→ READING PASSAGE
"No assertion is ever known with certainty...
but that does not stop us making assertions."Carneades, 214-129 BCE
"The facts were always fuzzy or vague or inexact... Science treated the gray or fuzzy facts as if they were the black-white facts of math. Yet no one had put forth a single fact about the world that was 100% true or 100% false."Bart Kosko, Fuzzy Thinking, 1994, Preface
Logic to most people relates to two state thinking, the idea that the outcome can only be either true or false, 1 or 0, right or wrong. This form of logic dates back to ancient Greece and is perfectly adequate to answer simple questions in single dimensions, for example, if A is 1 and B is 0 what is A AND B ? It can be extended, as is done in Boolean algebra to more complex questions, as long as all the parts can be described using the same restricted alphabet of two symbols. Such logic is a deductive way of understanding consequences, and a highly valuable intellectual technique.
But this sort of logic is inadequate when we need to reason about variables that have more than two values, or in cases where multiple incompatible variables are involved. Yet we still need to make decisions in these cases, so how can we proceed ? Bivalent, or two state, logic is just a sub-set of a more powerful type of logic known as fuzzy logic, so here we will introduce this subject and show how it can be used to evaluate choices both in the multi-valued scenarios of one variable and more importantly in the multi-dimensional scenarios common to complex systems incorporating multiple variables.
The logic employed in computers is of the two valued kind, which we can represent by voltages, 0 and 1. In real computer logic chips the output changes suddenly when the input exceeds a threshold value, so we can say that all inputs between 0V and 0.5V will give one output and those between 0.5V and 1V will give the other. If we plot input voltage against output we get a step function. Many other less sharp functions are possible, including a linear function that goes smoothly from 0 to 1 in a straight line.
Generalising, we can say that the step function is the most nonlinear extreme of a continuum between straight line linearity and nonlinearity. In between are many functions that have intermediate levels of nonlinearity (e.g. the sigmoid function used in neural networks). Science most often deals with linear functions, so we can regard scientific formula as implementations of a sort of linear logic at one extreme, with traditional logic as a form of nonlinear maths at the other. Thus maths and logic are both equivalent and are just alternative ways of speaking about the same system - with infinite accuracy (maths) or just one bit accuracy (logic). The breakthrough in fuzzy logic is to recognise that there are other alternative representations in between these extremes.
We see then that the number of different values possessed by the logic can vary from just two [0,1], up to infinity [0,...1]. Thus this wider ranging view can be called multivalued or multivalent logic, which in the limit, using all the real number values, is called fuzzy logic. The range of values available in any logic forms what is called a mathematical set. Therefore fuzzy and multivalued logic deals not with single binary numbers but with sets of numbers. These relate to both inputs and outputs, so the most general form maps input sets to output sets.
To see how this works, consider the question, "which of three possible outputs (heating, cooling, off) should a air conditioner take, given temperatures in three rooms ?" The extremes (all inputs lower than wanted or all higher) are easy, as is the case for all within limits, but how do we treat the case where there is one of each ? Many incompatible combinations are thus possible and we need a function that can weight the relevant inputs and not treat them as just binary values.

→ DATA BLOCK
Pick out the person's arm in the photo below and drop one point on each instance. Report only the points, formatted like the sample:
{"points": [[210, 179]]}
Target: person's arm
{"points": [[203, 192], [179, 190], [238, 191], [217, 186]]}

→ GOAL
List every kind of mathematical function that the fuzzy logic text mentions by name.

→ TASK SOLUTION
step function, linear function, sigmoid function